→ TASKS TO CARRY OUT
1. In the millipede thread, what substrate would the enclosure use?
2. Say whether each statement agrees with the millipede thread, answering yes or no and quoting the words that decide it: (a) The enclosure would have a false bottom. (b) The millipedes would start out in a 20 gallon tank. (c) Archispirostreptus gigas is one of the millipedes the poster may buy in the future.

→ EXTRACT
·····

# New Millipedes to add to enclosure?



## VictorHernandez (Oct 24, 2012)

I currently have 6 Tylobolus uncigerus that are are from 2.5" to close to 4" in length.

They would be in a 10 gallon tank(I would switch to a 15 gallon or a 20 gallon if I have to) with 2 bark hides, some climbing sticks, moss, and coco fiber substrate with a layer of leaves and rotting wood that has been microwaved on top. It would have a false bottom setup, with small straws as hydration tubes.

I have been doing some research, and have chosen these millipedes(found on Ken The Bug Guy, Bugs In Cyberspace, Tarantula Inc. sites) to be added to the enclosure. But I needed some help on choosing some that are definitely a good choice, and those that I have chosen that aren't a good choice. I am also hoping them to breed in the enclosure, if they don't eat their eggs.

These are the millipedes:

Narceus americanus

Orthoporus ornatus

Orthopotus texicolens

Chicobolus spinigerus(ebony & ivory)

Anadenobolus monilicornis 

Trigoniulus corallinus
Florida Scarlet Millipede(isn't the t. Corallinus the same as the florida scarlet millipede? Ken the bug guy has them separate.)

Rainbow Millipedes(Thai or vietnamese)

These I may buy in the future:
Spirostreptus spp

Archispirostreptus gigas


Thanks. (sorry for being such a n00b)


----------



## zonbonzovi (Oct 24, 2012)

·····

→ GIVEN INFORMATION
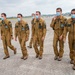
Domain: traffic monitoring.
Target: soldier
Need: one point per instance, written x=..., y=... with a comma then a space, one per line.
x=32, y=22
x=22, y=32
x=6, y=35
x=70, y=27
x=39, y=32
x=57, y=24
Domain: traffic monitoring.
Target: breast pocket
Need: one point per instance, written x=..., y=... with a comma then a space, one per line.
x=69, y=27
x=40, y=26
x=23, y=28
x=6, y=27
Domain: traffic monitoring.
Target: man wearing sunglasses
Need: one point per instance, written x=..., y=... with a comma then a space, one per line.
x=6, y=35
x=22, y=32
x=70, y=27
x=39, y=31
x=58, y=23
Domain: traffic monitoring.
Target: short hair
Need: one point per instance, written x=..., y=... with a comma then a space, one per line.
x=38, y=12
x=20, y=14
x=4, y=14
x=33, y=14
x=72, y=10
x=59, y=9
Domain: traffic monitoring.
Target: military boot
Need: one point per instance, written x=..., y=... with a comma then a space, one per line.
x=73, y=67
x=71, y=62
x=56, y=58
x=59, y=59
x=15, y=51
x=6, y=57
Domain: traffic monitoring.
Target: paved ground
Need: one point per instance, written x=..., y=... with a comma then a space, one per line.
x=32, y=66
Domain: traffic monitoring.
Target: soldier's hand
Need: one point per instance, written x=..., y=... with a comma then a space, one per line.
x=12, y=37
x=64, y=39
x=15, y=39
x=54, y=18
x=43, y=38
x=61, y=37
x=1, y=37
x=27, y=39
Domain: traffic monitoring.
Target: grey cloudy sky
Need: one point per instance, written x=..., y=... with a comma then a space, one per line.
x=26, y=7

·····

→ FINAL RESULTS
1. Coco fiber substrate, topped with a layer of leaves and microwaved rotting wood.

2.
(a) Yes: "It would have a false bottom setup, with small straws as hydration tubes."
(b) No: "They would be in a 10 gallon tank(I would switch to a 15 gallon or a 20 gallon if I have to)"
(c) Yes: "These I may buy in the future:" is followed by "Spirostreptus spp" and "Archispirostreptus gigas".